Document passage.
>> Start

Concerts of Prayer Multiplying
Close to 3000 people gathered at the San Diego (California) Convention and Performing Arts Center April 29th to pray for spiritual awakening and world evangelization.

Organized by the Association of Church Missions Committees Area Team in San Diego, Prayer '88 was a spin-off from a similar effort last year in Minneapolis, Minnesota in which some 5000 people participated.

Rollo Entz, Southwest Regional Representative for ACMC and coordinator of Prayer '88, said the San Diego rally spurred some pastors in the area to conduct concerts of prayer in their own churches. "Others are anxious for another city-wide concert of prayer next year," he said.

David Bryant, minister-at-large with InterVarsity Missions, leader of the Prayer '88 meeting and one of the key proponents of concerts of prayer among Christians worldwide (see his book, With Christ in Concerts of Prayer . . . ), said a group from Sacramento, California sent a delegate to the San Diego rally in order to observe what happened there. Based on the positive results of that experience, he said, "Now we're planning a city-wide rally for Sacramento!"

Entz said an evaluation meeting for Prayer '88 and an exploratory meeting for Prayer '89 is scheduled June 20th at College Avenue Baptist Church in San Diego. For further information, call (714) 989-6388. --- ACMC

WEC Targets 21 More Unreached Peoples
Spokesmen for WEC International, founded in 1913, said in its first 75 years the group penetrated 124 unreached peoples and established churches in most of them. 

WEC plans to advance into 21 more unreached peoples by the end of this decade, they said. --- WEC

Greek Evangelicals Anticipate Relaxed Restrictions
In response to a petition filed March 24 by the Greek Evangelical Alliance, Greece's General Secretary for Ministry and Religion appointed a ten-man panel to investigate complaints lodged by religious minority groups.

According to Costas Macris, director of the Pan-Hellenic Missionary Union and executive member of the Alliance, the Alliance is requesting that the government repeal dictatorial laws controlling religion passed in the late 1930s, grant evangelical Christians full privilege to choose their place of worship and communicate their faith with the freedom granted other religions, and not interfere with the operation of churches.

Macris said the Greek government is open to religious reform, but is influenced by the Greek Orthodox Church which lobbies strongly against increased religious rights for minority groups.

"We have become the official enemy organization of the Orthodox church," he said. "The government is not so much against us (as it is) strongly influenced by the (Orthodox) church to suppress (evangelical) Christianity."

The Ministry and Religion investigating committee is expected to return its findings to the General Secretary's office by June this year, at which time the Evangelical Alliance will meet with the state to discuss ways in which the current laws can be improved.

In another development, unknown saboteurs wrecked the Athens office of Every Home Crusade in May, smashing equipment used by many Greek evangelical ministries for literature production.

--- Christian Aid News Service 


FEBC Begins Ministry to Gypsies
Far East Broadcasting Company, La Mirada, California, began broadcasting to Latin American gypsies March 5th, a company spokesman said. "As God provides additional funds, we will add broadcasts to European Gypsies."

>> End

What to do.
[1] According to the news briefs, about how many people took part in last year's similar prayer effort in Minneapolis?
[2] Return the part of the news briefs that opens with the words containing "David Bryant, minister-at-large" and closes with "most of them.", copied without any change.
[3] Render this sentence from the news briefs into Spanish: "WEC plans to advance into 21 more unreached peoples by the end of this decade, they said."

Dataset.
>> Start

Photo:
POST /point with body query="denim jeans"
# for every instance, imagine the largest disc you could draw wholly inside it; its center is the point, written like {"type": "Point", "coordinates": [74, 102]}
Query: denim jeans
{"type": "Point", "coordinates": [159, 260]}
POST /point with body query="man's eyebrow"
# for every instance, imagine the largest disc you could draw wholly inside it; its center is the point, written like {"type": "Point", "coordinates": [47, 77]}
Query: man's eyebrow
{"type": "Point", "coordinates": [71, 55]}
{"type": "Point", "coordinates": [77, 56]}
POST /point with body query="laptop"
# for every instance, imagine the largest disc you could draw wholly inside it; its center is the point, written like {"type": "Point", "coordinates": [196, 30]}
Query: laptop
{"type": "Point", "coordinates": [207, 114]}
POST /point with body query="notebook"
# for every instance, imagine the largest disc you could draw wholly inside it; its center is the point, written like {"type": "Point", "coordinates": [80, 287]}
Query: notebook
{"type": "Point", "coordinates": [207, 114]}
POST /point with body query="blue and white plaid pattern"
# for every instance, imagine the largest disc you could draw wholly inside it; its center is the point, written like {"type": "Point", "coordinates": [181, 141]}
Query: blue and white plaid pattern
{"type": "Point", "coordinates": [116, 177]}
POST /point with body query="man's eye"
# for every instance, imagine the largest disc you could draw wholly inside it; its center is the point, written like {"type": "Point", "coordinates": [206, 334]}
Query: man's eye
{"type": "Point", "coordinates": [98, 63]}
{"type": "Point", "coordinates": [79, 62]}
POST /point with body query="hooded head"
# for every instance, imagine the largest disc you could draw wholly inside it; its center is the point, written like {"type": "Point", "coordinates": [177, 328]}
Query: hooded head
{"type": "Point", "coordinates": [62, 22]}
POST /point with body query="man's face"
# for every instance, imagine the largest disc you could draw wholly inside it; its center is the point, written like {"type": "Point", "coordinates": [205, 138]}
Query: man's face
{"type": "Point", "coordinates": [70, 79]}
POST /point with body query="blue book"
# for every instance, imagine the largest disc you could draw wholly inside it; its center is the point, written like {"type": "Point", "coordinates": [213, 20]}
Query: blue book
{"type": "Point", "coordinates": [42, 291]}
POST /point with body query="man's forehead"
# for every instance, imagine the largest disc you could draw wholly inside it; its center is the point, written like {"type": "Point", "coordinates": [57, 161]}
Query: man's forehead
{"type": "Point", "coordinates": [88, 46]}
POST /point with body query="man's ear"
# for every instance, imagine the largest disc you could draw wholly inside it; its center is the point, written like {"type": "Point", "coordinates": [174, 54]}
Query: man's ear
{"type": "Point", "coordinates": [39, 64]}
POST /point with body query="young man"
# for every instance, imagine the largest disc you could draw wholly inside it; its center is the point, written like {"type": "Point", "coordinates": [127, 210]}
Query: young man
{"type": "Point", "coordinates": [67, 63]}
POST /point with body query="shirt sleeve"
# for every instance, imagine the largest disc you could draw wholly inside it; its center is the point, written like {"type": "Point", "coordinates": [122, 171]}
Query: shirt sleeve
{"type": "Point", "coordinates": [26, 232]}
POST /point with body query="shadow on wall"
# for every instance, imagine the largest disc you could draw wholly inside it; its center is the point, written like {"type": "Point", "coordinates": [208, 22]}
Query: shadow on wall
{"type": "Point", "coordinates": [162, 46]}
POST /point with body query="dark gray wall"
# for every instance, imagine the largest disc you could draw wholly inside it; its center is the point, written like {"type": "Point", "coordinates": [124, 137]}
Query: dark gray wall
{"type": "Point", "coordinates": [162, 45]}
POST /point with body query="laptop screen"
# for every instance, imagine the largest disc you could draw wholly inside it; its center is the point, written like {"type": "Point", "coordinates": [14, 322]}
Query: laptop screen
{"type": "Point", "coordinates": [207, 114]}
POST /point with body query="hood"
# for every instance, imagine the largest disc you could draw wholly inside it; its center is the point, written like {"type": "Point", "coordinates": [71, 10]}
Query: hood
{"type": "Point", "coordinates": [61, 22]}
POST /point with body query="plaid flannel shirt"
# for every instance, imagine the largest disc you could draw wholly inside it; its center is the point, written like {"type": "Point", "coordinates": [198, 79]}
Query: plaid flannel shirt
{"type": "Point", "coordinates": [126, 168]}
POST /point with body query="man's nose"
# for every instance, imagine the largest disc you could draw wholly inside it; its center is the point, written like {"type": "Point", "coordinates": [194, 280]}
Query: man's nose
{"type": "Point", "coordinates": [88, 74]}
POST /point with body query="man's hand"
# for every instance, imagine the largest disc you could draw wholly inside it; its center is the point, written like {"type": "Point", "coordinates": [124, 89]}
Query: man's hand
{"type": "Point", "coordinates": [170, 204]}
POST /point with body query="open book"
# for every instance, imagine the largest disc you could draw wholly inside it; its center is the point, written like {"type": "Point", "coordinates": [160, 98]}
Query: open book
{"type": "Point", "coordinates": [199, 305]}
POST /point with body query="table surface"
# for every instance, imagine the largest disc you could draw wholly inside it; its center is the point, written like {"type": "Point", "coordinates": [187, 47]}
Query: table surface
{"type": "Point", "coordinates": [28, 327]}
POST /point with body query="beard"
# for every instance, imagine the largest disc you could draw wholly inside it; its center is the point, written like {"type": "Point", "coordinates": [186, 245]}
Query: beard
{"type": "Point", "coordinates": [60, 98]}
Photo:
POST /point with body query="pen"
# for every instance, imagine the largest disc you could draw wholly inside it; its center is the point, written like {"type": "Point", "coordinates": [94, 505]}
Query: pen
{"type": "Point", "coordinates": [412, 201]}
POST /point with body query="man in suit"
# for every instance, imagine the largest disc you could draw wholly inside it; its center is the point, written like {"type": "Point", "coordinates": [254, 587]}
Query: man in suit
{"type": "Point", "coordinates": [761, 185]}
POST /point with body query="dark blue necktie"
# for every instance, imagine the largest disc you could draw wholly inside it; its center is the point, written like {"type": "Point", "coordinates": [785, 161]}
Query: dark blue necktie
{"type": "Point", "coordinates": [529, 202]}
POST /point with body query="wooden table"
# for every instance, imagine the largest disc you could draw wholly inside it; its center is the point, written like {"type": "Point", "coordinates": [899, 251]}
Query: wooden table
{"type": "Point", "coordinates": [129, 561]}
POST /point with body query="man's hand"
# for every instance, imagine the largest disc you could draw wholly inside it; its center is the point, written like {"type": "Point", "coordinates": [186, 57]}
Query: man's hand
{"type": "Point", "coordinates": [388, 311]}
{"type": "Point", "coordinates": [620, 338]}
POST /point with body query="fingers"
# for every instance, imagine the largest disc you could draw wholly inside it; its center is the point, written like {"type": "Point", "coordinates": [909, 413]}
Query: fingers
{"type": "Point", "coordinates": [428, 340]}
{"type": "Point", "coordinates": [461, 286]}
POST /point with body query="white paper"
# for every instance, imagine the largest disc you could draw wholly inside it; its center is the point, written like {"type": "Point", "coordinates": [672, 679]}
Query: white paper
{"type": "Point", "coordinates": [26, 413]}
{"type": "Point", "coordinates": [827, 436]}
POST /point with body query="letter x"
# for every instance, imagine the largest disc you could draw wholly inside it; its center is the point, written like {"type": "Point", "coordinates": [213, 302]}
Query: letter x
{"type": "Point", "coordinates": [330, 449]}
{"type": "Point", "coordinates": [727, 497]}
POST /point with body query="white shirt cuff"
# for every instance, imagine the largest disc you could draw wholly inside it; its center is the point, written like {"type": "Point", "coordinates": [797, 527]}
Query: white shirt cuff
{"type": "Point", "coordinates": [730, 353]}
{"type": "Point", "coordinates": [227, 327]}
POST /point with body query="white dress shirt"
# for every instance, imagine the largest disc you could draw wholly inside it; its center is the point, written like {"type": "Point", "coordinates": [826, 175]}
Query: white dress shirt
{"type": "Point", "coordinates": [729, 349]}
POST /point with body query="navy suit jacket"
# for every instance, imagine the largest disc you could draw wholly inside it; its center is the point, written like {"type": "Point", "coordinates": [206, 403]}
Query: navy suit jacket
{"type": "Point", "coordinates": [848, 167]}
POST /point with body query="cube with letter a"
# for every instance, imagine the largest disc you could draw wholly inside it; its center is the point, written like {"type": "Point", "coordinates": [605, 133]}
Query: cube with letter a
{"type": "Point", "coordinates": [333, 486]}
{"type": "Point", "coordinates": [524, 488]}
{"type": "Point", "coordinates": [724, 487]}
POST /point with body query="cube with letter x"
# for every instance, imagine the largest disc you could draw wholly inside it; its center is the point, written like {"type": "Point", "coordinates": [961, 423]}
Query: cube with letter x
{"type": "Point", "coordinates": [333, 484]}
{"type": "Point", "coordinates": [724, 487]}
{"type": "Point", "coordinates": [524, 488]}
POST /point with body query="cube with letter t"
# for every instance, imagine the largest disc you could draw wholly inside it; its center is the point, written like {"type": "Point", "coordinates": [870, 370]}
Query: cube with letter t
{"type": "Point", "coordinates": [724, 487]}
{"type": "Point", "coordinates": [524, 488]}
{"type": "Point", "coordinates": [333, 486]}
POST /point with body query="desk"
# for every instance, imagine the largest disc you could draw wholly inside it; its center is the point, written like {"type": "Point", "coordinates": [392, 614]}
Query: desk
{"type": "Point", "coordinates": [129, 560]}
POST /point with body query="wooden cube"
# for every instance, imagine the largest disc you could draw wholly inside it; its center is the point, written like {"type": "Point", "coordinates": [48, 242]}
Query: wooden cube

>> End

Results.
[1] Some 5000 people.

[2]
David Bryant, minister-at-large with InterVarsity Missions, leader of the Prayer '88 meeting and one of the key proponents of concerts of prayer among Christians worldwide (see his book, With Christ in Concerts of Prayer . . . ), said a group from Sacramento, California sent a delegate to the San Diego rally in order to observe what happened there. Based on the positive results of that experience, he said, "Now we're planning a city-wide rally for Sacramento!"

Entz said an evaluation meeting for Prayer '88 and an exploratory meeting for Prayer '89 is scheduled June 20th at College Avenue Baptist Church in San Diego. For further information, call (714) 989-6388. --- ACMC

WEC Targets 21 More Unreached Peoples
Spokesmen for WEC International, founded in 1913, said in its first 75 years the group penetrated 124 unreached peoples and established churches in most of them.

[3] WEC planea adentrarse en otros 21 pueblos no alcanzados antes de que termine esta década, dijeron.